> _Exercise instructions_:
1: List every person named in the New Jersey appellate opinion.
2: Reproduce the stretch of the New Jersey appellate opinion from "Defendant, Theresa Diaz, appeals" through "NOT ENTERED INTO.".

··· Document excerpt ···

SUPERIOR COURT OF NEW JERSEY APPELLATE DIVISION


July 31, 2009

MARLTON MEADOWS CONDOMINIUM ASSOCIATION, INC., PLAINTIFF-RESPONDENT,
v.
THERESA DIAZ, DEFENDANT-APPELLANT.

On appeal from Superior Court of New Jersey, Chancery Division, Burlington County, Docket No. C-00122-06.

Per curiam.

NOT FOR PUBLICATION WITHOUT THE APPROVAL OF THE APPELLATE DIVISION

Submitted May 13, 2009

Before Judges A. A. Rodríguez and Payne.

Defendant, Theresa Diaz, appeals from the denial of her motion to vacate a settlement with plaintiff, Marlton Meadows Condominium Association, Inc. (Marlton) pursuant to Rule 4:50- 1f. On appeal, defendant makes the following arguments:

I. THE CONDUCT OF MEDIATION WAS SUCH THAT A BINDING SETTLEMENT WAS NOT ENTERED INTO.

II. THE TRIAL COURT ABUSED ITS DISCRETION IN DENYING DEFENDANT'S MOTION TO SET ASIDE THE DISMISSAL.

III. THE MASTER DEED OF THE ASSOCIATION DEFINES THE WINDOWS IN QUESTION AS EXCLUSIVE PROPERTY OF THE OWNER.

IV. MISCONDUCT OF THE ASSOCIATION ATTORNEY IN FAILING TO CITE TO THE MASTER DEED PROVISION IN THE COMPLAINT, ALONG WITH THE DEFENDANT'S ATTORNEY'S SIMILAR FAILURE CONSTITUTES LEGAL MALPRACTICE WHICH JUSTIFIES THE APPLICATION OF R.4:50-1(f) SO AS TO VACATE THE DISMISSAL AND THE AGREEMENT.

V. THE FACT THAT DEFENDANT NEVER SAW THE SETTLEMENT AGREEMENT WHICH WAS ALLEGEDLY APPROVED BY HER ATTORNEY DOES NOT ESTOP THE DEFENDANT FROM ASSERTING THE AGREEMENT WAS IMPROPER WHERE HER ATTORNEY HAD DEVIATED FROM PROFESSIONAL STANDARDS IN AGREEING TO IT.

VI. IT WAS AN ABUSE OF DISCRETION FOR THE TRIAL COURT TO DECIDE THAT THE PLEADINGS WERE NOT "OVERLY AMBIGUOUS, UNCLEAR OR INACCURATE" BASED ON THE RECORD.

VII. THERE WERE EXCEPTIONAL CIRCUMSTANCES PRESENT TO MAKE ENFORCEMENT OF THE SETTLEMENT AGREEMENT UNJUST, OPPRESSIVE OR INEQUITABLE.

Following our review of the record in light of the arguments presented and applicable precedent, we affirm.

The record discloses that defendant entered into a contract with Castle "The Window People," Inc. to install replacement windows in her condominium unit. The contract specified a price of $4,428, but "[i]f Association denies approval for grids, total project price [would become] $3,943.00 total." Defendant applied to Marlton for permission to replace the windows of her condominium unit with windows containing colonial grids. The replacement was authorized; the grids were not, since consistency with other units lacking grids was required. A copy of the Association's conditional approval was sent to Castle Windows, defendant's installer, but windows with grids were installed, nonetheless.

··· Data listing ···

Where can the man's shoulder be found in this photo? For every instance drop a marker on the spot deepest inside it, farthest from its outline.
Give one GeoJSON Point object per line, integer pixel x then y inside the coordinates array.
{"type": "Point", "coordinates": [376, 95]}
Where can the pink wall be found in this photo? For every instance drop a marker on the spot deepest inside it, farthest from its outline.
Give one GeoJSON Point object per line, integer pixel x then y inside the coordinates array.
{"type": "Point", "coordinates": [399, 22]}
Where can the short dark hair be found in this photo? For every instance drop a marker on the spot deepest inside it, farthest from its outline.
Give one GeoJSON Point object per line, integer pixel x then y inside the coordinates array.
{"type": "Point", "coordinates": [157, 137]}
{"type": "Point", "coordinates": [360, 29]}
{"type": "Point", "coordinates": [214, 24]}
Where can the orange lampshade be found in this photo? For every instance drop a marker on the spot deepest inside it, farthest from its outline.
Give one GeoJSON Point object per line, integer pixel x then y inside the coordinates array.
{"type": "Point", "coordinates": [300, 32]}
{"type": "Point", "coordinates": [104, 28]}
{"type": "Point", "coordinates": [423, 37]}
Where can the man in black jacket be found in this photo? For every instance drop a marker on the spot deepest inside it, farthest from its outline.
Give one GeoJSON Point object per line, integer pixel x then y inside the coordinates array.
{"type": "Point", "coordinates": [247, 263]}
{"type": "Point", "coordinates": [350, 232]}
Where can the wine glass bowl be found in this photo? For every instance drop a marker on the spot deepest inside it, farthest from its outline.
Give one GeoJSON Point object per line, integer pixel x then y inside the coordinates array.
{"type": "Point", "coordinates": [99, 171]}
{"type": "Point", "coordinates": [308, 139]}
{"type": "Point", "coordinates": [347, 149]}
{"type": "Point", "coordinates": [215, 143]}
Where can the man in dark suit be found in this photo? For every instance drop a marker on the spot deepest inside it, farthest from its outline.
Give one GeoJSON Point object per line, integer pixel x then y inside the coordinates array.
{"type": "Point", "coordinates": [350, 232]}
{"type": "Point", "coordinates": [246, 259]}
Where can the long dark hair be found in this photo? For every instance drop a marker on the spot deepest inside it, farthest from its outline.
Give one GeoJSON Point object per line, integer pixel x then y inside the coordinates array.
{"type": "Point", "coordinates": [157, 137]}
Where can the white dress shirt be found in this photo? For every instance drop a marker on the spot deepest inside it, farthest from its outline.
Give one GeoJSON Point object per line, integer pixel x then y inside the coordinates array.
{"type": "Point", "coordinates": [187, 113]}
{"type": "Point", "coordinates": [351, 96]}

···

> _Answers for the tasks_:
1:
Theresa Diaz
A. A. Rodríguez
Payne

2:
Defendant, Theresa Diaz, appeals from the denial of her motion to vacate a settlement with plaintiff, Marlton Meadows Condominium Association, Inc. (Marlton) pursuant to Rule 4:50- 1f. On appeal, defendant makes the following arguments:

I. THE CONDUCT OF MEDIATION WAS SUCH THAT A BINDING SETTLEMENT WAS NOT ENTERED INTO.